Texto para leitura:
────────────────
Para Gunter Jackobs, coexistem dois ordenamentos jurídicos dentro de um mesmo sistema legal: um que se aplica ao cidadão e outro que se aplica ao inimigo, ou seja, o estado capitalista estruturado no racismo diz o que é legal e ilegal, quem é cidadão e quem não é.
Dado que o Estado nesta sociedade capitalista possui o monopólio da razão e que atua de acordo com os interesses da fração de classe dominante no bloco de poder. Portanto, o Estado representa a vontade e a manutenção dos privilégios desta fração de classe.
Dito isso, voltamos ao contexto da excepcionalidade para realização das operações policiais, as tais barricadas. Já comprovamos que existem barricadas em territórios da fração de classe onde habitam a classe média e alta, a diferença que esses não são inimigos e as barricadas são legais, também mostramos que em territórios dominados por milícias não existe o argumento de retirada de barricadas como uma excepcionalidade, pois esses também fazem parte do Estado e atualmente estão no controle da máquina pública, seja no Executivo, Judiciário ou no Legislativo.
────────────────
Dados fornecidos:
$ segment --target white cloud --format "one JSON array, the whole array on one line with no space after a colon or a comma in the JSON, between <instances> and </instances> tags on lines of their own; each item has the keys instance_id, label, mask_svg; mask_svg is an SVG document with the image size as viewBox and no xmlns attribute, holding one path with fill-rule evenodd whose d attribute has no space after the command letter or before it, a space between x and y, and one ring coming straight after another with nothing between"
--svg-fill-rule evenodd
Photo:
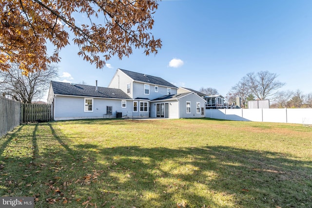
<instances>
[{"instance_id":1,"label":"white cloud","mask_svg":"<svg viewBox=\"0 0 312 208\"><path fill-rule=\"evenodd\" d=\"M60 77L65 77L70 80L74 79L74 78L73 78L72 75L68 72L63 72L63 74L61 76L60 76Z\"/></svg>"},{"instance_id":2,"label":"white cloud","mask_svg":"<svg viewBox=\"0 0 312 208\"><path fill-rule=\"evenodd\" d=\"M106 67L109 69L114 69L114 67L112 66L112 65L110 63L107 63L105 65L106 66Z\"/></svg>"},{"instance_id":3,"label":"white cloud","mask_svg":"<svg viewBox=\"0 0 312 208\"><path fill-rule=\"evenodd\" d=\"M185 82L171 82L171 84L173 84L175 86L176 86L177 87L185 87Z\"/></svg>"},{"instance_id":4,"label":"white cloud","mask_svg":"<svg viewBox=\"0 0 312 208\"><path fill-rule=\"evenodd\" d=\"M61 82L67 82L67 83L72 83L72 82L71 82L70 81L68 80L67 80L66 79L63 79L61 81Z\"/></svg>"},{"instance_id":5,"label":"white cloud","mask_svg":"<svg viewBox=\"0 0 312 208\"><path fill-rule=\"evenodd\" d=\"M169 67L178 68L183 66L184 64L183 61L179 58L173 58L169 62Z\"/></svg>"}]
</instances>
────────────────
Tarefas:
(a) Edite o trecho do texto sobre as operações policiais entre "Dito isso, voltamos" e "ou no Legislativo.", inclusive, trocando "milícias" por "grupos armados".
(b) Continue o texto sobre as operações policiais a partir do ponto em que ele termina.
Os dados não têm relação com o texto sobre as operações policiais.

Respostas por tarefa:
(a)
Dito isso, voltamos ao contexto da excepcionalidade para realização das operações policiais, as tais barricadas. Já comprovamos que existem barricadas em territórios da fração de classe onde habitam a classe média e alta, a diferença que esses não são inimigos e as barricadas são legais, também mostramos que em territórios dominados por grupos armados não existe o argumento de retirada de barricadas como uma excepcionalidade, pois esses também fazem parte do Estado e atualmente estão no controle da máquina pública, seja no Executivo, Judiciário ou no Legislativo.

(b)
Nesse momento de disputa e acirramento sobre a liminar da suspensão das favelas e das medidas cautelares da ADPF 635 vs. a construção do discurso da necessidade de realizar operações policiais excepcionais para a manutenção da política da morte, entender sobre o direito penal do inimigo e sua consequência para nossa luta é central. Pois, as principais características do direito penal do inimigos são os dispositivos e instrumentos constitucionais usados para dar continuidade ao genocídio e ao encarceramento em massa do povo negro. Logo, as tentativas de atacar a suspensão das operações policiais e medidas cautelares resultadas da ADPF 535 é uma ofensiva ao direito à vida da população.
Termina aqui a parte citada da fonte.